Texte de la page
SA MAJESTÉ LA REINE,

intimée.

[TRADUCTION FRANÇAISE OFFICIELLE]

____________________________________________________________________

Appel entendu le 16 novembre 2012, à Edmonton (Alberta)

 

Devant : L’honorable juge Valerie Miller

 

Comparutions :

Représentant de l’appelante :

M. Ronald J Agar

Pour l’intimée :

Me Robert Neilson

M. Rowan Kunitz – stagiaire en droit

____________________________________________________________________

 

JUGEMENT

L’appel des cotisations établies en vertu de la Loi de l’impôt sur le revenu pour les années d’imposition 2005, 2006 et 2007 est rejeté, conformément aux motifs du jugement ci-joints.

 

         Signé à Ottawa, Canada, ce 4e jour de décembre 2012.

 

« V.A. Miller »

Juge V.A. Miller

 

Traduction certifiée conforme

ce 17e jour de décembre 2012.

Marie-Christine Gervais, traductrice

 


 

 

 

 

Référence : 2012 CCI 430

Date : 20121204

Dossier : 2012-536(IT)I

ENTRE :

FIONA J. EDWARDS,

appelante,

et

 

SA MAJESTÉ LA REINE,

intimée.

[TRADUCTION FRANÇAISE OFFICIELLE]

 

 

MOTIFS DU JUGEMENT

 

La juge V.A. Miller

[1]             Une pénalité de 2 500 $ a été imposée à l’appelante pour chacune des années d’imposition 2005, 2006 et 2007 parce qu’elle avait omis de produire le formulaire T1135 dans le délai prescrit par la Loi de l’impôt sur le revenu (la « Loi »). Le formulaire T1135 est un bilan de vérification du revenu étranger.

Énoncé de l'exercice
Recopiez le passage du jugement compris entre « M. Rowan Kunitz » et « 4e jour de décembre 2012. », inclusivement, en changeant « Ottawa » en « Montréal ». Les enregistrements qui figurent ci-après proviennent d'une autre source.

Données extraites

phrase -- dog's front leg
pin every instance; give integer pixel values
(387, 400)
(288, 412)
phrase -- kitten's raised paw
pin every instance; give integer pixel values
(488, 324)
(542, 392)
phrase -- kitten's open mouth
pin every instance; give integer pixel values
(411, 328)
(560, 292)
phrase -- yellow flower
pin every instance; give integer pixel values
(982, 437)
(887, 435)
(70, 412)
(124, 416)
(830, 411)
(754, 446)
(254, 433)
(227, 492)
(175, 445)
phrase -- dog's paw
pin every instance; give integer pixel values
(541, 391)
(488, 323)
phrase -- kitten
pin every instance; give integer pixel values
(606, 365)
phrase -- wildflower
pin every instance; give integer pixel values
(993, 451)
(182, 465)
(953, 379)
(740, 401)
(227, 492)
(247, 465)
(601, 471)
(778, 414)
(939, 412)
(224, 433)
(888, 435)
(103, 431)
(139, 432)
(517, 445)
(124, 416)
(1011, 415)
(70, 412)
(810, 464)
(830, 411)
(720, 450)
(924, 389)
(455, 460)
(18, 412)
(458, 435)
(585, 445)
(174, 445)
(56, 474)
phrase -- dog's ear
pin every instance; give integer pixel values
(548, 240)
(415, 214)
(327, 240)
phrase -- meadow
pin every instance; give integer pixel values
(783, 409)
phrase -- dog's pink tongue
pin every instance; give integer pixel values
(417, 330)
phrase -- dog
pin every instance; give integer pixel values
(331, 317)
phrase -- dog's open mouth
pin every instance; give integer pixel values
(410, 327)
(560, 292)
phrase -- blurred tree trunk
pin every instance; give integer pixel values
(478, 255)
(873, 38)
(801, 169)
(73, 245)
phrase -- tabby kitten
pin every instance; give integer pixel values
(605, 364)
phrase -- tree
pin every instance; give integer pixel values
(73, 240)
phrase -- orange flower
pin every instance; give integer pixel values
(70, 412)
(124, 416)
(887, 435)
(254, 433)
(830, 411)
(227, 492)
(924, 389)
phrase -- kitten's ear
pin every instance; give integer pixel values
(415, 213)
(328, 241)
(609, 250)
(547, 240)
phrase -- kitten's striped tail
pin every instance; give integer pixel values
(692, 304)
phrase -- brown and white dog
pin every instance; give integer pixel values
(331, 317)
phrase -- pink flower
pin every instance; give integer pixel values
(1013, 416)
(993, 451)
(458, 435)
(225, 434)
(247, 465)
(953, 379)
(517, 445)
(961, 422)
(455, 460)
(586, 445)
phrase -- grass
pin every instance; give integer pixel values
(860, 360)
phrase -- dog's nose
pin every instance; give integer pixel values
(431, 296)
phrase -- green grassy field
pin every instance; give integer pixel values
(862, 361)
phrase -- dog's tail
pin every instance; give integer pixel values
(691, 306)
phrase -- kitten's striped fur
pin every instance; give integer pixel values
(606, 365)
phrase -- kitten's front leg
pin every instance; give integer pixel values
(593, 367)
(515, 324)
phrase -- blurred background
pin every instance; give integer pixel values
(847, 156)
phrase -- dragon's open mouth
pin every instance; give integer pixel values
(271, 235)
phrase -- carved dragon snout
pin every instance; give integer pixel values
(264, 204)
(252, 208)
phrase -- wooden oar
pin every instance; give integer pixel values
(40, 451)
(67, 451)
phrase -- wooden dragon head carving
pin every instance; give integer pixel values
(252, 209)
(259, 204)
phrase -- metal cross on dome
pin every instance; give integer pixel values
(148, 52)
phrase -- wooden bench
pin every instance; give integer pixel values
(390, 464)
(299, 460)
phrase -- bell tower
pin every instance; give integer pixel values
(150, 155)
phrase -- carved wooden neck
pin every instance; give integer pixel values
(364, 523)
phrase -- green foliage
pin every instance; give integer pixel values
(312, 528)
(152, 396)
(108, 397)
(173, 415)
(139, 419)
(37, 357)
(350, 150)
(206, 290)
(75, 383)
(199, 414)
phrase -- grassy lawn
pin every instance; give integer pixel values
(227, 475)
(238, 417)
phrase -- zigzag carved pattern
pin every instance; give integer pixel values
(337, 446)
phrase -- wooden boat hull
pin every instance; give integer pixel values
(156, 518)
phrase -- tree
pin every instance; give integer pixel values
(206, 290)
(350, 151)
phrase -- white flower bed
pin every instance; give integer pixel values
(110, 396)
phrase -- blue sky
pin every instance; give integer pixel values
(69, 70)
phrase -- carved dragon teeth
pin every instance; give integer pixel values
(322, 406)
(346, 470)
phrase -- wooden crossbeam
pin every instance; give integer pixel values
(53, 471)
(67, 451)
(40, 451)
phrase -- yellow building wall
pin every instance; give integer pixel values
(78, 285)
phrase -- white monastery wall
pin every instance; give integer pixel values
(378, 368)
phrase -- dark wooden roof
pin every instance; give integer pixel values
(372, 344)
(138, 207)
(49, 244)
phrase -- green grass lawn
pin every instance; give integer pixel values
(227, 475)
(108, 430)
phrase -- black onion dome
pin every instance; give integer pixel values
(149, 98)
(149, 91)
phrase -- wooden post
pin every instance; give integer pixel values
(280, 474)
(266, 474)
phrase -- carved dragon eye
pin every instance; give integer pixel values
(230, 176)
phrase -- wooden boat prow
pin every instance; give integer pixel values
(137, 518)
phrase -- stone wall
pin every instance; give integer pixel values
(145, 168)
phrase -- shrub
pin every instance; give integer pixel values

Réponse rédigée
M. Rowan Kunitz – stagiaire en droit

____________________________________________________________________

 

JUGEMENT

L’appel des cotisations établies en vertu de la Loi de l’impôt sur le revenu pour les années d’imposition 2005, 2006 et 2007 est rejeté, conformément aux motifs du jugement ci-joints.

 

         Signé à Montréal, Canada, ce 4e jour de décembre 2012.